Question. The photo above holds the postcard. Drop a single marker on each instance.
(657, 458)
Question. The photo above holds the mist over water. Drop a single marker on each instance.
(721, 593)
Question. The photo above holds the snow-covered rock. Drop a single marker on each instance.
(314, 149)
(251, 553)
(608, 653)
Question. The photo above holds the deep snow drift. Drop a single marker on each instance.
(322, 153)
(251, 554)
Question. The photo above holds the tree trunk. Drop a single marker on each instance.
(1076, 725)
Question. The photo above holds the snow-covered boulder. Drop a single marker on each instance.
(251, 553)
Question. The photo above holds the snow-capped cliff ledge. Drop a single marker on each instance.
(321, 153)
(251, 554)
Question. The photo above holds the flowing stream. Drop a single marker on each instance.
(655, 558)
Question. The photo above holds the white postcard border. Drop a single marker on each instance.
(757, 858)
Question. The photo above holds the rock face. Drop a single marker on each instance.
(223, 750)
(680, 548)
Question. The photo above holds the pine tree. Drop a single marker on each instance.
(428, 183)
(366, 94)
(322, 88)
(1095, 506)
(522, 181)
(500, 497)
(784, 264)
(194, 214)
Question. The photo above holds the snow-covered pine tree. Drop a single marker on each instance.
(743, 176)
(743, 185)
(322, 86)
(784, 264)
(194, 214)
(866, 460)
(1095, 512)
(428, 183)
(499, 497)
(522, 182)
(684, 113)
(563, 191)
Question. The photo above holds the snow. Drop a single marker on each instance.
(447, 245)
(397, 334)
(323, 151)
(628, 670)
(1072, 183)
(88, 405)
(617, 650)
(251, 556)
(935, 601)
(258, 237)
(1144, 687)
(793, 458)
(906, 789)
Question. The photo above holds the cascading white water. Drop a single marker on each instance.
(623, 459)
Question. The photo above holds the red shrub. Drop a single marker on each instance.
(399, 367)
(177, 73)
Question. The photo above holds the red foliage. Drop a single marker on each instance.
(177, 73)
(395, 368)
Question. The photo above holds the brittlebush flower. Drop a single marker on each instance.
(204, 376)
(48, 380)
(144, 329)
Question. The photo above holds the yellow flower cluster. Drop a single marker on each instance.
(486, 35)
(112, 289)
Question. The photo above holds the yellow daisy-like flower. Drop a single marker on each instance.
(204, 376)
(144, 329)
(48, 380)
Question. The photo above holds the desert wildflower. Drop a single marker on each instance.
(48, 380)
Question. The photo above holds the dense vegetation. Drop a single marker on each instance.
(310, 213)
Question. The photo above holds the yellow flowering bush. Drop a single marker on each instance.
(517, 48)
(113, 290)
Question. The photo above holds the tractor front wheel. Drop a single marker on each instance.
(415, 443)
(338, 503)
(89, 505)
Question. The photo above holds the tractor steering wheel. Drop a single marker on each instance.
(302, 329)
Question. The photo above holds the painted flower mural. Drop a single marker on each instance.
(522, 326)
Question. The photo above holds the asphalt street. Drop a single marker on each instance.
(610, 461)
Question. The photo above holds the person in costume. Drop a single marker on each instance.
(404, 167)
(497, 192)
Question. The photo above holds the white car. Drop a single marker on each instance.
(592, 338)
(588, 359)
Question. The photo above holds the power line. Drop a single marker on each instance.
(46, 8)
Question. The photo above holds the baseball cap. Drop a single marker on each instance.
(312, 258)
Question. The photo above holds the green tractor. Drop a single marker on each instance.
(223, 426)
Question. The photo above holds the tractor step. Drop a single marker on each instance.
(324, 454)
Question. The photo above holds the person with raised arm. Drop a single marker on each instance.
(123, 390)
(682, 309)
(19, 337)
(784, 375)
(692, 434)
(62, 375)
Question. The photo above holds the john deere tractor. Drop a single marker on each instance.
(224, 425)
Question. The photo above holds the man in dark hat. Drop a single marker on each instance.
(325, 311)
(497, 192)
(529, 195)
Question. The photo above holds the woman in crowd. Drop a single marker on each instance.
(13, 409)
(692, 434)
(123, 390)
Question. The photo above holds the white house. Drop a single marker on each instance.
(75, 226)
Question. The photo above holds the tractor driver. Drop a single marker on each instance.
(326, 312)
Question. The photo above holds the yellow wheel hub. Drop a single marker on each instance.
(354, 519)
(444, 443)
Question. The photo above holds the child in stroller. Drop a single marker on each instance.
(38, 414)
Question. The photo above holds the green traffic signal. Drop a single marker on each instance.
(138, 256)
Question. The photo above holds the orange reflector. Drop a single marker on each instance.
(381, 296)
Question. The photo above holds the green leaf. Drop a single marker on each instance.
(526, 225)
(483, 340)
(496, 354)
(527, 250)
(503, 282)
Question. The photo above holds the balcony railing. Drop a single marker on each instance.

★ ★ ★ ★

Copy out every line of the data above, exactly as given.

Task answer:
Question. The photo above holds the postcard. Drop a single marker on each instance.
(657, 458)
Question. The photo above holds the mist over water. Drop a single marker on each instance.
(721, 593)
Question. The photo above holds the snow-covered rock. Drop a single marker on each instance.
(314, 149)
(251, 553)
(608, 653)
Question. The photo above holds the deep snow drift. Drop a single marker on each instance.
(322, 153)
(251, 554)
Question. The photo above holds the tree trunk. Drop a single marker on each instance.
(1076, 725)
Question. The photo above holds the snow-covered boulder. Drop a single marker on each instance.
(251, 553)
Question. The photo above holds the snow-capped cliff ledge. Drop a single marker on each instance.
(321, 153)
(251, 554)
Question. The photo above holds the flowing stream. Drop a single marker on each instance.
(655, 558)
Question. The photo above holds the white postcard border. Drop a single marker on each instance.
(757, 858)
Question. The photo above holds the rock face. Drop a single marker on each instance.
(223, 750)
(680, 548)
Question. The photo above holds the pine tree. Drop a single marker on each instance.
(428, 183)
(366, 94)
(322, 88)
(1095, 506)
(522, 181)
(500, 497)
(784, 264)
(194, 214)
Question. The photo above holds the snow-covered pine tree. Drop a single marker on each instance.
(743, 176)
(743, 185)
(322, 86)
(784, 264)
(194, 214)
(866, 460)
(1095, 512)
(428, 183)
(499, 497)
(522, 182)
(684, 113)
(563, 191)
Question. The photo above holds the snow. Drop a single marker on each instance.
(447, 245)
(397, 334)
(323, 151)
(628, 670)
(1072, 183)
(88, 405)
(617, 650)
(251, 556)
(935, 601)
(258, 237)
(1144, 687)
(793, 458)
(906, 789)
Question. The photo above holds the cascading white water. Drop a single marker on each instance.
(623, 459)
Question. The photo above holds the red shrub. Drop a single marker on each instance.
(399, 367)
(177, 73)
Question. The photo above holds the red foliage. Drop a single marker on each instance.
(177, 73)
(395, 368)
Question. The photo above holds the brittlebush flower. Drop a single marker on each instance.
(204, 376)
(48, 380)
(144, 329)
Question. The photo above holds the yellow flower cluster. Drop a single marker on each instance.
(486, 35)
(112, 289)
Question. The photo above holds the yellow daisy-like flower. Drop a single marker on each instance.
(204, 376)
(144, 329)
(48, 380)
Question. The photo above holds the desert wildflower. Drop a single marker on each instance.
(48, 380)
Question. The photo above holds the dense vegetation. Drop a single marker on each instance.
(310, 213)
Question. The photo above holds the yellow flowering bush. Drop a single marker on each instance.
(517, 48)
(113, 290)
Question. The photo above holds the tractor front wheel. Drop a single marker on each instance.
(415, 443)
(338, 503)
(89, 505)
Question. The photo above holds the tractor steering wheel. Drop a single marker on each instance.
(302, 329)
Question. The photo above holds the painted flower mural. Drop a single marker on each instance.
(522, 326)
Question. The photo above holds the asphalt street. Drop a single marker on each instance.
(610, 461)
Question. The photo above holds the person in costume. Drop a single marker on each instance.
(404, 167)
(497, 192)
Question. The photo above holds the white car. Drop a single marker on each instance.
(592, 338)
(588, 359)
Question. The photo above holds the power line. Drop a single marker on each instance.
(46, 8)
Question. The photo above holds the baseball cap. Drop a single marker on each instance.
(312, 258)
Question. The photo above holds the green tractor. Drop a single marker on each instance.
(223, 426)
Question. The photo above holds the tractor step. Drop a single marker on each instance.
(324, 454)
Question. The photo above holds the person with raised arm. Drop a single marker on each instance.
(123, 390)
(682, 309)
(19, 337)
(784, 375)
(692, 434)
(62, 375)
Question. The photo above holds the john deere tractor. Drop a single marker on each instance.
(224, 425)
Question. The photo above holds the man in dark hat. Drop a single marker on each instance.
(325, 311)
(497, 192)
(529, 195)
Question. The photo above holds the woman in crowd. Drop a single marker on each instance.
(13, 409)
(692, 434)
(123, 390)
Question. The photo above holds the white house. Drop a single marker on each instance.
(75, 226)
Question. The photo above holds the tractor driver. Drop a single marker on each instance.
(326, 312)
Question. The photo above holds the yellow wheel hub. Drop a single marker on each instance.
(354, 519)
(444, 443)
Question. The photo above holds the child in stroller. Drop a single marker on each instance.
(38, 414)
Question. The photo above holds the green traffic signal. Drop a single marker on each instance.
(138, 256)
Question. The photo above holds the orange reflector. Drop a single marker on each instance.
(381, 296)
Question. The photo above holds the green leaf. Drop a single marker on each instance.
(526, 225)
(483, 340)
(496, 354)
(527, 250)
(503, 282)
Question. The photo above holds the balcony railing. Drop a single marker on each instance.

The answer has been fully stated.